§ **Written task**: Rewrite every item below, changing "pixel coordinates" to "image coordinates" and leaving everything else as it is. Omit the pictures from your version.

★ ★ ★ ★

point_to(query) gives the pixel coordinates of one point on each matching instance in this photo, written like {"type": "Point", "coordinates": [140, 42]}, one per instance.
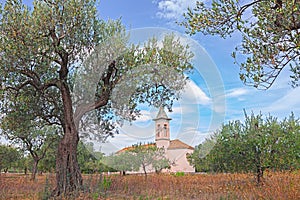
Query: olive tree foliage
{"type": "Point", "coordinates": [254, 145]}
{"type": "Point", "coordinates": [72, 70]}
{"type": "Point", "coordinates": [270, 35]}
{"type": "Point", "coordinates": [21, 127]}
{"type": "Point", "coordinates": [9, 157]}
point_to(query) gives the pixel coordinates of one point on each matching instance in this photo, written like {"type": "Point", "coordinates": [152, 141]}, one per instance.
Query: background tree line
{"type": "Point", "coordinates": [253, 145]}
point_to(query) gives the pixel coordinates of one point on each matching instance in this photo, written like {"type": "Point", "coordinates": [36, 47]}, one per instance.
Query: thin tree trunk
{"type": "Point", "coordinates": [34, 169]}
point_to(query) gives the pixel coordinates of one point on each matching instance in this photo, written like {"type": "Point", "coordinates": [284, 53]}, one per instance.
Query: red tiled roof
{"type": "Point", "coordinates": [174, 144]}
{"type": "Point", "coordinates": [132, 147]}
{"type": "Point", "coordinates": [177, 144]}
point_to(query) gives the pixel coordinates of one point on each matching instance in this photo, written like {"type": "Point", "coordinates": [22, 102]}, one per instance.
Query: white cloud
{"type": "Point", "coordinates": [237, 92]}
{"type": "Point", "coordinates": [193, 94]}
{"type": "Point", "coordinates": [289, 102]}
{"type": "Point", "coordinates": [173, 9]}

★ ★ ★ ★

§ **Reply**:
point_to(query) gives the image coordinates of one point on each matching instance in this photo, written like {"type": "Point", "coordinates": [140, 42]}, one per instance.
Query: olive tree foliage
{"type": "Point", "coordinates": [254, 145]}
{"type": "Point", "coordinates": [72, 70]}
{"type": "Point", "coordinates": [270, 35]}
{"type": "Point", "coordinates": [21, 127]}
{"type": "Point", "coordinates": [9, 157]}
point_to(query) gives the image coordinates of one point on each matching instance in this photo, written like {"type": "Point", "coordinates": [152, 141]}, one per instance.
Query: background tree line
{"type": "Point", "coordinates": [253, 145]}
point_to(query) gives the image coordinates of one point on each matching instance in this photo, written like {"type": "Point", "coordinates": [36, 47]}, one per instance.
Query: thin tree trunk
{"type": "Point", "coordinates": [34, 169]}
point_to(query) gives the image coordinates of one point on each matching instance in this photo, written like {"type": "Point", "coordinates": [284, 53]}, one per instance.
Query: red tiled roof
{"type": "Point", "coordinates": [174, 144]}
{"type": "Point", "coordinates": [132, 147]}
{"type": "Point", "coordinates": [177, 144]}
point_to(query) gives the image coordinates of one point on each matching instance in this photo, written like {"type": "Point", "coordinates": [22, 102]}, one per instance.
Query: white cloud
{"type": "Point", "coordinates": [237, 92]}
{"type": "Point", "coordinates": [193, 94]}
{"type": "Point", "coordinates": [289, 102]}
{"type": "Point", "coordinates": [173, 9]}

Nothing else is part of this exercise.